[Opening PROVIDED DATA section]

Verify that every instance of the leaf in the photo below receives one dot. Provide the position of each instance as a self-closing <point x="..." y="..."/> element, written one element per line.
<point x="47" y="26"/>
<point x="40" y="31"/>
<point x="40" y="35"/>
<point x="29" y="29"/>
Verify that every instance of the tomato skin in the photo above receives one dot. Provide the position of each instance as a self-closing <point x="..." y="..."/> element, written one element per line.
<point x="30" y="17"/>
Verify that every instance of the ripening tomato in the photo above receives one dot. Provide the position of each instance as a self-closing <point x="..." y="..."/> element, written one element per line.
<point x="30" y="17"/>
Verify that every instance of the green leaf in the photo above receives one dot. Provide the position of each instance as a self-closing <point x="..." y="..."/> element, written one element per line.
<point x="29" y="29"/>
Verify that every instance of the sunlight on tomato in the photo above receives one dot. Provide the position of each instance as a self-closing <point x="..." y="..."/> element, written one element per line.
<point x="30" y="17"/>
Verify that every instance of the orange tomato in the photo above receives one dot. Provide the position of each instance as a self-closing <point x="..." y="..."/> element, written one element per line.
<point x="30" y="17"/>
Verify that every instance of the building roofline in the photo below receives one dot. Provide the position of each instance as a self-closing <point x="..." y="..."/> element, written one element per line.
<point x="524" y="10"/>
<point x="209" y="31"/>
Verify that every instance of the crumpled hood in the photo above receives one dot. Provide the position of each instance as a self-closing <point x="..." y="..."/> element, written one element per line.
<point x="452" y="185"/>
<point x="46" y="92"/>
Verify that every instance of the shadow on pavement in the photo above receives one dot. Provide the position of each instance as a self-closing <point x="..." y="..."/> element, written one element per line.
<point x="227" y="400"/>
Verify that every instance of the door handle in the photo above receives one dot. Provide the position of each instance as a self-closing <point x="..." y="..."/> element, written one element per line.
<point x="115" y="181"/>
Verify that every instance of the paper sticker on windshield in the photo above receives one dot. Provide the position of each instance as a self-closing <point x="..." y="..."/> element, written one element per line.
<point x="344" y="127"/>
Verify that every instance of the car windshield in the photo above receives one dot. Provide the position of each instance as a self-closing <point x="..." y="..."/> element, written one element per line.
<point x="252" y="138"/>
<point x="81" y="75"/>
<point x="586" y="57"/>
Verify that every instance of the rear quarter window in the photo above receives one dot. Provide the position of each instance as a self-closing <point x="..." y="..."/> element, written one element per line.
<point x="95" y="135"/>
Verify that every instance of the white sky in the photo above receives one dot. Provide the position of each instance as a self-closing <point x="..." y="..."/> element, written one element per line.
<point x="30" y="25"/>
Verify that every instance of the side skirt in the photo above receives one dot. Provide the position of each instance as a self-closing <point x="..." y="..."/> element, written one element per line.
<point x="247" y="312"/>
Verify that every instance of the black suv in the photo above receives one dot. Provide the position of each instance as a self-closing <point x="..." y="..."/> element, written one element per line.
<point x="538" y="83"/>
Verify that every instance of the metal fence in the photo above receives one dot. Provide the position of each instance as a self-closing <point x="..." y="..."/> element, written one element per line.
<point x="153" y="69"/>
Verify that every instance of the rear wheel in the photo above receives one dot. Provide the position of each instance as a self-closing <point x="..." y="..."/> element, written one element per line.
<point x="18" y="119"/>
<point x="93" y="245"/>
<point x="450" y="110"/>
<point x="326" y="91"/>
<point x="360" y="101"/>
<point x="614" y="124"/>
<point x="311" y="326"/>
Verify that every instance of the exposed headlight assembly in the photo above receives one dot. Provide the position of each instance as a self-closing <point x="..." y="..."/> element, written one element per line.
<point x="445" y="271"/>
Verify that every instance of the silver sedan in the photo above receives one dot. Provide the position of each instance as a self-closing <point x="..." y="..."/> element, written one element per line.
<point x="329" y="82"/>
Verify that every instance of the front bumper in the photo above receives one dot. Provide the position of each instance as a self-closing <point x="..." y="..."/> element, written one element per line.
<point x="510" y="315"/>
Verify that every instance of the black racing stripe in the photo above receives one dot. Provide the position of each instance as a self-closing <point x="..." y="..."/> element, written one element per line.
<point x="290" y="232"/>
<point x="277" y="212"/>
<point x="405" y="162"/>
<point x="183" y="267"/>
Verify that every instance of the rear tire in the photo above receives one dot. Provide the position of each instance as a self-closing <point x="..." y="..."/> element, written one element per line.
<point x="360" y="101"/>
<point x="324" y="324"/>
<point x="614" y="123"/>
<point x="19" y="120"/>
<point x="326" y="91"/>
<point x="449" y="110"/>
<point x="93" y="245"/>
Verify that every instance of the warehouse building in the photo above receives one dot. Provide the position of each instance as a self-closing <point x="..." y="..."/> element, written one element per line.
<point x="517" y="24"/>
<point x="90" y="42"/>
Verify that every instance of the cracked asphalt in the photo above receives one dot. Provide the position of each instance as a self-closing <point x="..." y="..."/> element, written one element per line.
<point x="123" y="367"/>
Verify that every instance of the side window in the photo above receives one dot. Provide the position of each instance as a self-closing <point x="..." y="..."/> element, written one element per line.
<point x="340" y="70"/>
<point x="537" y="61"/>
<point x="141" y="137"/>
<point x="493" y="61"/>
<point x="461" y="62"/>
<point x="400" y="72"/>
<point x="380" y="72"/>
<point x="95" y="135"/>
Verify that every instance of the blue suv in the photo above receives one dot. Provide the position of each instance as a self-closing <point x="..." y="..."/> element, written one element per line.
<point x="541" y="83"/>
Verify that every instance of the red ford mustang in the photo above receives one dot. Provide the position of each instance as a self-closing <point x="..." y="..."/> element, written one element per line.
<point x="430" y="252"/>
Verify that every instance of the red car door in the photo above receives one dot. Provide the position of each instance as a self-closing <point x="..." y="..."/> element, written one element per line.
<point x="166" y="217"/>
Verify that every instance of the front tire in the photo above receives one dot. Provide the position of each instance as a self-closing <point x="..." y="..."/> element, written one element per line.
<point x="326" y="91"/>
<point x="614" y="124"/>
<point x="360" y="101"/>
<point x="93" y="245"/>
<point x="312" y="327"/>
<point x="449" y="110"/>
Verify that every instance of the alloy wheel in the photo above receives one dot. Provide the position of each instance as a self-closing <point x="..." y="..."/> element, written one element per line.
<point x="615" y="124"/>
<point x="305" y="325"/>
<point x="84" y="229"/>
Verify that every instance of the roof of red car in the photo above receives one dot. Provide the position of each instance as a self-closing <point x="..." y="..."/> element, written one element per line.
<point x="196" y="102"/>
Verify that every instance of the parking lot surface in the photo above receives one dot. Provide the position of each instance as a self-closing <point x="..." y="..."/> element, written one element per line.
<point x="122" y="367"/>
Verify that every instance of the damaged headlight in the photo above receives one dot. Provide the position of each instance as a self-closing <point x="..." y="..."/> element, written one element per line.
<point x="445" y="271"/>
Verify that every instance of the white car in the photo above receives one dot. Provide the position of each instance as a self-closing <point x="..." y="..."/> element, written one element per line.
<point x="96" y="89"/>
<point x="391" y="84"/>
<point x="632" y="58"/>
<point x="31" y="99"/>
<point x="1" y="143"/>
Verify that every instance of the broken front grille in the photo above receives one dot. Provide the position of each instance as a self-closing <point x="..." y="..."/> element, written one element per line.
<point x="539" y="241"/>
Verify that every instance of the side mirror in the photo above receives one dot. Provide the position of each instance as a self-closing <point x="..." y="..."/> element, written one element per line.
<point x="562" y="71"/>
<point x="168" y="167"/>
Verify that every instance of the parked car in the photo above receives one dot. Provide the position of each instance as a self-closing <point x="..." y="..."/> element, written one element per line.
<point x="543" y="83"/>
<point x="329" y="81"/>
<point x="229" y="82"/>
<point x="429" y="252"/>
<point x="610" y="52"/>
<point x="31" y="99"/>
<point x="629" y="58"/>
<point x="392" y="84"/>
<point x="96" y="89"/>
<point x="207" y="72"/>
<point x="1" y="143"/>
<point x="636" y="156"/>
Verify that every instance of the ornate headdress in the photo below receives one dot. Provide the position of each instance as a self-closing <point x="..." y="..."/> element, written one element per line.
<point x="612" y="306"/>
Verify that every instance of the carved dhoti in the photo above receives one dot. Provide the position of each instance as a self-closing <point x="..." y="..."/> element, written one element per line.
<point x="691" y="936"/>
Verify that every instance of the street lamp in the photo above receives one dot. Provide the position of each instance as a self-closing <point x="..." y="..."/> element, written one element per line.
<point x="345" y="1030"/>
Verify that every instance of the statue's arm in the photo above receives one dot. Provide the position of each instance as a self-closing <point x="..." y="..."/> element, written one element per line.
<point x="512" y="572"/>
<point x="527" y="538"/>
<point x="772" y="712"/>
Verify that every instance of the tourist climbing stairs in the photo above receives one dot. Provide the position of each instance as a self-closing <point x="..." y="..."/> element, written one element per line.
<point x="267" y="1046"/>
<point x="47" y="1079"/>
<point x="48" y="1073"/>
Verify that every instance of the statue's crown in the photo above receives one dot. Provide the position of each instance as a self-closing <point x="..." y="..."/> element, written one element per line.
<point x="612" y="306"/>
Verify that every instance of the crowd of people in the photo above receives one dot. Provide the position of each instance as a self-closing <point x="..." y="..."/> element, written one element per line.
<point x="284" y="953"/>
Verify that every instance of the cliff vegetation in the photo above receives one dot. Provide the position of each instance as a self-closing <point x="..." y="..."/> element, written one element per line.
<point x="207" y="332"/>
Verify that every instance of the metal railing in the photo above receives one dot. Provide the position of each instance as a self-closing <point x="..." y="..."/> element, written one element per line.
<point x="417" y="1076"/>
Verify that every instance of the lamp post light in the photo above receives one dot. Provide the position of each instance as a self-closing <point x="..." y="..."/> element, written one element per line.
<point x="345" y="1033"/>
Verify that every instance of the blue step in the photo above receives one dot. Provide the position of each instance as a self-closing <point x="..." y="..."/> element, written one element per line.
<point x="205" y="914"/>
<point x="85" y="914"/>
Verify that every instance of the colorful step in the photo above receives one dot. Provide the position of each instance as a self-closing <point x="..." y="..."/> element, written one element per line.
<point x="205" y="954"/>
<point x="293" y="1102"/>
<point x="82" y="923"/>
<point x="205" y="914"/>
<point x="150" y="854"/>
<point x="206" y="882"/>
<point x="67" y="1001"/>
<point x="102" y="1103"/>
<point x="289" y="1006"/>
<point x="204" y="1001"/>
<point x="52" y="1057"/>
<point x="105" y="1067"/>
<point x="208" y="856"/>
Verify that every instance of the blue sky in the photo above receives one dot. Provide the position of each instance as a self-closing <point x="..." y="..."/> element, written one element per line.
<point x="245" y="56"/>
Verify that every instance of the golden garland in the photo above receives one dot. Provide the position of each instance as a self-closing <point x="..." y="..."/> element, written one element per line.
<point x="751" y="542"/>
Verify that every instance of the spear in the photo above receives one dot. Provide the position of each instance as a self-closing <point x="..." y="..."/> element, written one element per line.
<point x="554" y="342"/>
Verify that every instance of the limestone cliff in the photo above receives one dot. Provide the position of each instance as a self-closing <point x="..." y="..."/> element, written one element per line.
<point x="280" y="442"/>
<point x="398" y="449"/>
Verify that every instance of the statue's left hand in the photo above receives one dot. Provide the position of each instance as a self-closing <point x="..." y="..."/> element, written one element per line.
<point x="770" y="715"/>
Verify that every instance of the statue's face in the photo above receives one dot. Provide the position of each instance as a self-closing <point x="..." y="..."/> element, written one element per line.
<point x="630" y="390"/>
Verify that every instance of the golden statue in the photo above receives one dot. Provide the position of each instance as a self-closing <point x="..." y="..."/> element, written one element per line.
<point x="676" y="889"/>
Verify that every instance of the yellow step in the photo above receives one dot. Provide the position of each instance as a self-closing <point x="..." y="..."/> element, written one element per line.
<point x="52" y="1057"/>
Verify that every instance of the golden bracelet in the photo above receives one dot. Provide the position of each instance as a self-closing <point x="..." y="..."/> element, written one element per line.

[Closing PROVIDED DATA section]

■ **YOUR OBJECTIVE**: Write out exactly the lines from the line holding "Verify that every instance of the statue's left" through the last line of the data, and nothing besides those lines.

■ **EXERCISE SOLUTION**:
Verify that every instance of the statue's left hand in the photo above receives one dot. Provide the position of each instance as a self-closing <point x="..." y="..."/> element, written one element per line.
<point x="770" y="715"/>
Verify that every instance of the statue's face in the photo above receives one dot. Provide the position of each instance as a self-closing <point x="..." y="..."/> element, written one element per line.
<point x="630" y="390"/>
Verify that every instance of the golden statue in the photo above receives one dot. Provide the position of each instance as a self-closing <point x="..." y="..."/> element, written one element per line.
<point x="676" y="889"/>
Verify that every instance of the yellow step in the photo above receives one dot. Provide the position of each instance as a self-closing <point x="..." y="..."/> element, written one element per line.
<point x="52" y="1057"/>
Verify that every instance of the golden bracelet in the photo above receives one dot. Provide the position of each instance as a self-closing <point x="..." y="..."/> element, written one element per line.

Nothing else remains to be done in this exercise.